## [Exercise requirements]
Copy out the listing below so that each line matches exactly.

━━━ Records for processing

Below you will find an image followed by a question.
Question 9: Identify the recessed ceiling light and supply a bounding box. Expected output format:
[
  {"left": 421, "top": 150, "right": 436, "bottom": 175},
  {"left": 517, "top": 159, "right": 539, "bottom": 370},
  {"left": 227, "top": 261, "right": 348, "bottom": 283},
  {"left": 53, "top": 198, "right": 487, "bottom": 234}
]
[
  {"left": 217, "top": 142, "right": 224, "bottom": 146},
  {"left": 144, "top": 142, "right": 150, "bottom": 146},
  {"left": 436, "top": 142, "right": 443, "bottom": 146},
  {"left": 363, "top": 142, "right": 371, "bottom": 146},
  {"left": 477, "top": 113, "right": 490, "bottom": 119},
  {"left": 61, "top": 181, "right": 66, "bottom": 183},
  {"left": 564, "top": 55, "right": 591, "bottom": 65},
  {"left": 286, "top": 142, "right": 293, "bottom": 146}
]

━━━━━━

## [Task solution]
Below you will find an image followed by a question.
Question 9: Identify the recessed ceiling light and supply a bounding box. Expected output format:
[
  {"left": 421, "top": 150, "right": 436, "bottom": 175},
  {"left": 517, "top": 159, "right": 539, "bottom": 370},
  {"left": 227, "top": 261, "right": 348, "bottom": 283},
  {"left": 53, "top": 198, "right": 487, "bottom": 234}
]
[
  {"left": 217, "top": 142, "right": 224, "bottom": 146},
  {"left": 144, "top": 142, "right": 150, "bottom": 146},
  {"left": 436, "top": 142, "right": 443, "bottom": 146},
  {"left": 363, "top": 142, "right": 371, "bottom": 146},
  {"left": 477, "top": 113, "right": 490, "bottom": 119},
  {"left": 61, "top": 181, "right": 66, "bottom": 183},
  {"left": 564, "top": 55, "right": 591, "bottom": 65},
  {"left": 286, "top": 142, "right": 293, "bottom": 146}
]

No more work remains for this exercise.